→ **PASSAGE**:
****************************************
[PATCH] ARM: decompressor: cover BSS in cache clean and reorder with MMU disable on v7
Ard Biesheuvel
ardb at kernel.org
Sun Jan 24 08:35:31 EST 2021
On Fri, 22 Jan 2021 at 17:32, Ard Biesheuvel <ardb at kernel.org> wrote:
>
> On Fri, 22 Jan 2021 at 17:13, Russell King - ARM Linux admin
> <linux at armlinux.org.uk> wrote:
> >
> > On Fri, Jan 22, 2021 at 04:20:12PM +0100, Ard Biesheuvel wrote:
> > > To ensure that no cache lines cover any of the data that is accessed by
> > > the booting kernel with the MMU off, cover the uncompressed kernel's BSS
> > > region in the cache clean operation.
> > >
> > > Also, to ensure that no cachelines are allocated while the cache is being
> > > cleaned, perform the cache clean operation *after* disabling the MMU and
> > > caches when running on v7 or later, by making a tail call to the clean
> > > routine from the cache_off routine. This requires passing the VA range
> > > to cache_off(), which means some care needs to be taken to preserve
> > > R0 and R1 across the call to cache_off().
> > >
> > > Since this makes the first cache clean redundant, call it with the
> > > range reduced to zero. This only affects v7, as all other versions
> > > ignore R0/R1 entirely.
> > >
> > > Signed-off-by: Ard Biesheuvel <ardb at kernel.org>
> >
> > Seems to work, thanks! I'd suggest we follow up with this patch which
> > gets rid of all the register shuffling:
> >
>
> Agreed
>
So what I think is happening is the following:
In v5.7 and before, the set/way operations trap into KVM, which sets
another trap bit to ensure that second trap occurs the next time the
MMU is disabled. So if any cachelines are allocated after the call to
cache_clean_flush(), they will be invalidated again when KVM
invalidates the VM's entire IPA space.
According to DDI0406C.d paragraph B3.2.1, it is implementation defined
whether non-cacheable accesses that occur with MMU/caches disabled may
hit in the data cache.
****************************************
→ **DATASET SECTION**:
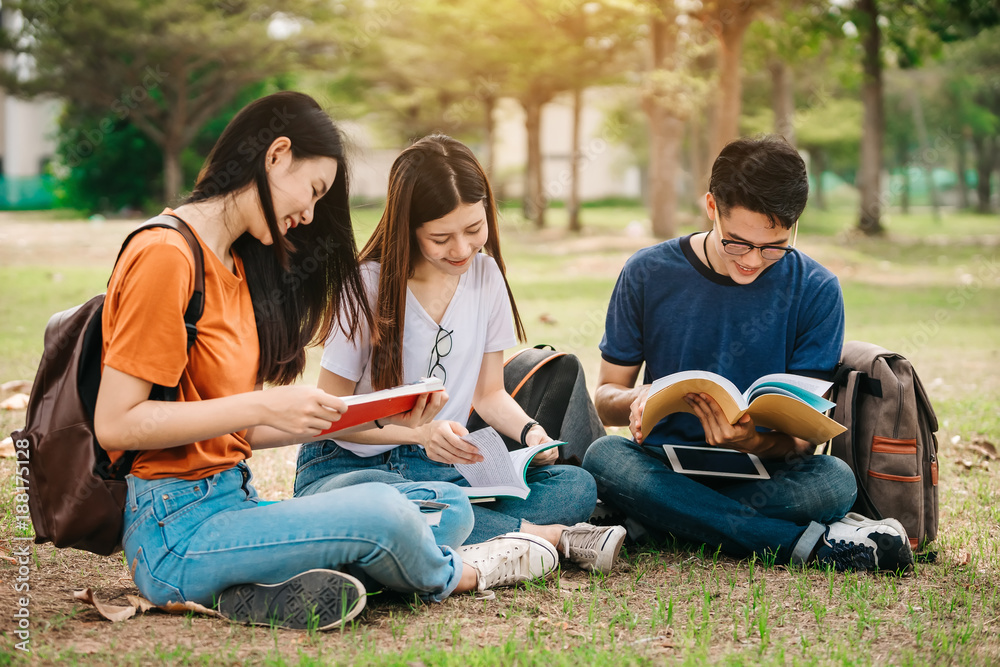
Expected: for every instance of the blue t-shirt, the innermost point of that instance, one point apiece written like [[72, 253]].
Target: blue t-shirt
[[673, 313]]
****************************************
Can you transcribe the patch message starting at "According to DDI0406C.d" and ending at "the data cache."? The material above is separate from the patch message.

According to DDI0406C.d paragraph B3.2.1, it is implementation defined
whether non-cacheable accesses that occur with MMU/caches disabled may
hit in the data cache.